[Entries taken from a collection]
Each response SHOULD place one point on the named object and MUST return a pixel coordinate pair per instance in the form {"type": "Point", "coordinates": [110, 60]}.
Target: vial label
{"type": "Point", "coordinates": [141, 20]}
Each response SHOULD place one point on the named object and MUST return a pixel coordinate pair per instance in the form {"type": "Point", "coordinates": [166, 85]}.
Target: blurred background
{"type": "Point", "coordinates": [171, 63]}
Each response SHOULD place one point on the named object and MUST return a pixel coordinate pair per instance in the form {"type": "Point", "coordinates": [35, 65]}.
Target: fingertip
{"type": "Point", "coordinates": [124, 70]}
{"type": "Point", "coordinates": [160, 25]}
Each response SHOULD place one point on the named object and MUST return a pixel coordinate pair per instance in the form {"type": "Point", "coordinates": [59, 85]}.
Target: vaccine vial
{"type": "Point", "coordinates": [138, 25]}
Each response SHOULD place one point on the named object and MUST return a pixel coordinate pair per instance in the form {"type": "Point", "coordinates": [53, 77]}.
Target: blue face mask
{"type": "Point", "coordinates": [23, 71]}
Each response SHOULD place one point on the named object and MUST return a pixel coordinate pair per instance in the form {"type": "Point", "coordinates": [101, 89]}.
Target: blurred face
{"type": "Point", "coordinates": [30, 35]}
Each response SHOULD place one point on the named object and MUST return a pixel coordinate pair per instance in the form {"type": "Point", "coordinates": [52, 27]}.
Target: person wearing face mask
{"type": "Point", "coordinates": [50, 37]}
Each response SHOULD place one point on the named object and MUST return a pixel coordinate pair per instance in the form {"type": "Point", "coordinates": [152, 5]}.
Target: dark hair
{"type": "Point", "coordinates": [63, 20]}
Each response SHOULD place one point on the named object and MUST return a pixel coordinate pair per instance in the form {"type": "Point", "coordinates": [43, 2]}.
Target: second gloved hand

◆ Directions for this task ◆
Give back exactly the lines running from the line that has "Target: blue face mask" to the end of the entries above.

◆ Response to the task ◆
Target: blue face mask
{"type": "Point", "coordinates": [23, 71]}
Each response SHOULD place one point on the named object and MUST return a pixel coordinate pair per instance in the form {"type": "Point", "coordinates": [101, 89]}.
Target: blurred face
{"type": "Point", "coordinates": [30, 35]}
Each response SHOULD place one point on the named object and MUST return a pixel coordinate pair per instance in the form {"type": "Point", "coordinates": [52, 27]}.
Target: person wearing face mask
{"type": "Point", "coordinates": [50, 37]}
Each response SHOULD place one point on the named object and MUST return a pixel coordinate pair per instance in the form {"type": "Point", "coordinates": [152, 5]}.
Target: dark hair
{"type": "Point", "coordinates": [63, 20]}
Each response SHOULD place one point on the named object and MUST return a pixel coordinate pair per instance in the form {"type": "Point", "coordinates": [43, 2]}.
Target: second gloved hand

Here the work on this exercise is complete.